▶ _EXERCISE OBJECTIVE_: Each line of the material below with the word "Find" is to be reported.

---

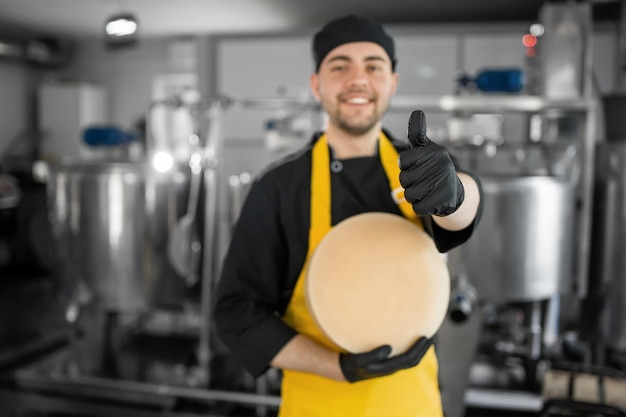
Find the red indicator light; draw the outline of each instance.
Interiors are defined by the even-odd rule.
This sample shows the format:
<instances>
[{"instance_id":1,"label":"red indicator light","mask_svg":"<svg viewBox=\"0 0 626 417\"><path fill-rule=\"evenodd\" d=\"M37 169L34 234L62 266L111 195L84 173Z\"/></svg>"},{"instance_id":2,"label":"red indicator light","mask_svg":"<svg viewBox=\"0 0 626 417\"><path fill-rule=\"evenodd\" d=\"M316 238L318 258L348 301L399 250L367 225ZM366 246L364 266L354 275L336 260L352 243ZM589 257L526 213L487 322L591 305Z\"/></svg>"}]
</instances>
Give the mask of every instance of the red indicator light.
<instances>
[{"instance_id":1,"label":"red indicator light","mask_svg":"<svg viewBox=\"0 0 626 417\"><path fill-rule=\"evenodd\" d=\"M535 35L527 33L522 36L522 43L525 47L532 48L533 46L537 45L537 37Z\"/></svg>"}]
</instances>

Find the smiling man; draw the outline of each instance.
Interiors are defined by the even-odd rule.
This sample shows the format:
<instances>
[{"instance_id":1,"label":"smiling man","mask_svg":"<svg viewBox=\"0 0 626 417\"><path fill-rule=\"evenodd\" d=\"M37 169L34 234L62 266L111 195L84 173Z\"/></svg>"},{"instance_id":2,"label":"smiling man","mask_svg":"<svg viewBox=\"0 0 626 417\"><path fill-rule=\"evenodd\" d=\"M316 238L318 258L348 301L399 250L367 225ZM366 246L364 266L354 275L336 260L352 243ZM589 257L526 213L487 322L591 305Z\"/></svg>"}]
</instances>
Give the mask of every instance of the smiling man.
<instances>
[{"instance_id":1,"label":"smiling man","mask_svg":"<svg viewBox=\"0 0 626 417\"><path fill-rule=\"evenodd\" d=\"M382 128L398 85L382 26L331 21L313 39L313 58L311 90L327 126L250 189L224 260L218 331L252 375L282 369L281 417L442 416L433 339L393 357L387 345L342 351L311 317L303 283L326 233L361 213L404 216L441 252L462 244L480 217L478 182L425 128L409 137L414 147Z\"/></svg>"},{"instance_id":2,"label":"smiling man","mask_svg":"<svg viewBox=\"0 0 626 417\"><path fill-rule=\"evenodd\" d=\"M380 130L398 83L398 74L390 68L385 50L371 42L340 45L324 58L311 75L311 88L328 114L329 136L342 134L359 141L375 128Z\"/></svg>"}]
</instances>

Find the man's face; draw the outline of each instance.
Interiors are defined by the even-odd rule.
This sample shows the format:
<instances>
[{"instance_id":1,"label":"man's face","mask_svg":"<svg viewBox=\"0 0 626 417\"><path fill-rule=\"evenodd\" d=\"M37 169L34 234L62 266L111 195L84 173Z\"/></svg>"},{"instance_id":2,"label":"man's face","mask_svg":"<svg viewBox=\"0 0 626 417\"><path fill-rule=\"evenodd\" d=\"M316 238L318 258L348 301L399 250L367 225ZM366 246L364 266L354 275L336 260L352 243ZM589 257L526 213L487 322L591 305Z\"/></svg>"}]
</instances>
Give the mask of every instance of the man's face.
<instances>
[{"instance_id":1,"label":"man's face","mask_svg":"<svg viewBox=\"0 0 626 417\"><path fill-rule=\"evenodd\" d=\"M328 113L329 123L353 136L380 123L397 85L389 56L373 42L339 45L311 76L311 90Z\"/></svg>"}]
</instances>

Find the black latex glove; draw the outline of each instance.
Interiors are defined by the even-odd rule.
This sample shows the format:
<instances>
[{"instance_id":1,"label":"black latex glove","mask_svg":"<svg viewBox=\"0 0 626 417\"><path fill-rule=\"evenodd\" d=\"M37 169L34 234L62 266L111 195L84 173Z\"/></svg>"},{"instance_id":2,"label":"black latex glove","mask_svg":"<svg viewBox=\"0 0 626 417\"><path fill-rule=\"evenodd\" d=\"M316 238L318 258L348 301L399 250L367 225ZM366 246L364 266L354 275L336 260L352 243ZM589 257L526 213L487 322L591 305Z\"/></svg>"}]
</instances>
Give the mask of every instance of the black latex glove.
<instances>
[{"instance_id":1,"label":"black latex glove","mask_svg":"<svg viewBox=\"0 0 626 417\"><path fill-rule=\"evenodd\" d=\"M463 203L465 190L448 151L426 136L424 112L409 118L411 149L400 154L400 184L417 215L447 216Z\"/></svg>"},{"instance_id":2,"label":"black latex glove","mask_svg":"<svg viewBox=\"0 0 626 417\"><path fill-rule=\"evenodd\" d=\"M389 357L391 346L383 345L365 353L342 353L339 355L341 372L350 382L377 378L417 365L434 339L421 337L405 353Z\"/></svg>"}]
</instances>

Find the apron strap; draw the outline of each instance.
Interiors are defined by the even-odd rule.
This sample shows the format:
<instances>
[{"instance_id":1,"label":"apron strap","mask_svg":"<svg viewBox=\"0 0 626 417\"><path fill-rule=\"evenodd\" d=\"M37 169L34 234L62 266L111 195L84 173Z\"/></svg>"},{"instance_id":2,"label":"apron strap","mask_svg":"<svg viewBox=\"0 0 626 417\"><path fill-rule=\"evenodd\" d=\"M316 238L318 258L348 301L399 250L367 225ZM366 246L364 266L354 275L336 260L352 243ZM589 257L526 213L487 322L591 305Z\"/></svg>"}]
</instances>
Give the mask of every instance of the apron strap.
<instances>
[{"instance_id":1,"label":"apron strap","mask_svg":"<svg viewBox=\"0 0 626 417\"><path fill-rule=\"evenodd\" d=\"M332 225L330 206L330 153L324 133L313 145L311 161L311 226L313 230Z\"/></svg>"},{"instance_id":2,"label":"apron strap","mask_svg":"<svg viewBox=\"0 0 626 417\"><path fill-rule=\"evenodd\" d=\"M398 152L393 144L383 132L378 139L378 153L383 163L383 168L389 179L391 197L396 202L400 211L407 219L415 222L418 220L417 214L413 211L411 204L404 198L404 188L400 185L400 167L398 165ZM421 224L421 222L419 222Z\"/></svg>"}]
</instances>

---

▶ _REPLY_:
Find the red indicator light; draw the outline of each instance.
Find the smiling man; draw the outline of each instance.
Find the man's face; draw the outline of each instance.
Find the black latex glove; draw the outline of each instance.
Find the apron strap; draw the outline of each instance.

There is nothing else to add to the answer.